### Brief 1
Translate this sentence from the article about Hillary Clinton's podcast into Spanish: "'I was taught that there is no separation between Jesus and justice,' Barber said during the interview in explaining his story of being brought up during the civil rights movement."
### Brief 2
Write the next few paragraphs of the article about Hillary Clinton's podcast, starting right after its last sentence.

### Text segment

============

Hillary Clinton Says Youth Are Leaving the Church ‘In Part’ Because They Perceive It as ‘Judgmental’ and ‘Alienating’

During a recent interview on her “You and Me Both” podcast, former Secretary of State and Democratic presidential candidate Hillary Clinton claimed that youth are leaving the church because, in part, they perceive it to be “judgmental” and “alienating.”

In the first half of her Sept. 29 broadcast, Clinton, who identifies as United Methodist and supports abortion and homosexual “rights,” interviewed social activist William Barber II, pastor of Greenleaf Christian Church in North Carolina, president of Repairers of the Breach and co-chair of the Poor People’s Campaign.

“I was taught that there is no separation between Jesus and justice,” Barber said during the interview in explaining his story of being brought up during the civil rights movement.

“To say that Jesus and justice are the same thing seems to me to be so obvious,” Clinton remarked minutes later. “I mean, how can you be a Bible-reading person, a church-attending person, and not understand how profoundly true that simple phrase really is?”

============

### Given entries
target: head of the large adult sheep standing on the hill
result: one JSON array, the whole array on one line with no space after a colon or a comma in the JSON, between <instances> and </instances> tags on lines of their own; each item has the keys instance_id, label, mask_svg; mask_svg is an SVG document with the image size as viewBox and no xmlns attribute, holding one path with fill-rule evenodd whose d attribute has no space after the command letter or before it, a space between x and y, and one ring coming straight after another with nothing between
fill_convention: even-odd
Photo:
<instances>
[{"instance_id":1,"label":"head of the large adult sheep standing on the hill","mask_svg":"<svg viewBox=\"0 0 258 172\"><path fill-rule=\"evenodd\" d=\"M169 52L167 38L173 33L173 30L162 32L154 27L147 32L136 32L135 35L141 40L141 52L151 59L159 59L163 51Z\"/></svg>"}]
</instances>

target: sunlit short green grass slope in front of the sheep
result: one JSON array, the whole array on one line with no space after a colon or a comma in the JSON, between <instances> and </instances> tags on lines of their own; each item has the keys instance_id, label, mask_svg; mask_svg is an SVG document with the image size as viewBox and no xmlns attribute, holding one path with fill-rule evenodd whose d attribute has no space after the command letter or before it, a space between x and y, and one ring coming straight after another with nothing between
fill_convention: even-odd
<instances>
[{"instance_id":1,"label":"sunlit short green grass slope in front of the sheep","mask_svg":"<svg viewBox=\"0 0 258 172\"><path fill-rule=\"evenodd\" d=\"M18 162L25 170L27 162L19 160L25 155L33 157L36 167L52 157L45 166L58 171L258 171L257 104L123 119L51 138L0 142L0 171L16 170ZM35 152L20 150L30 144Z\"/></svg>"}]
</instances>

============

### Your response 1
"Me enseñaron que no hay separación entre Jesús y la justicia", dijo Barber durante la entrevista al explicar su historia de haber crecido durante el movimiento por los derechos civiles.

### Your response 2
She then asked Barber how he tries to help people understand how justice and Christianity go hand-in-hand.

Barber stated that racism and gender inequality are the results of misinterpreting the Bible, noting that there are more than 2,000 Scriptures about the care of the poor, the immigrant, the sick, and other similar topics.

“How is it that so many folk claim then to be ‘Christian’ but then have been anti-immigrant, anti the freedom of Black people, anti the liberation of women, anti treatment of indigenous people right? In order to do that, somebody had to twist the Scriptures,” he said, to which Clinton agreed.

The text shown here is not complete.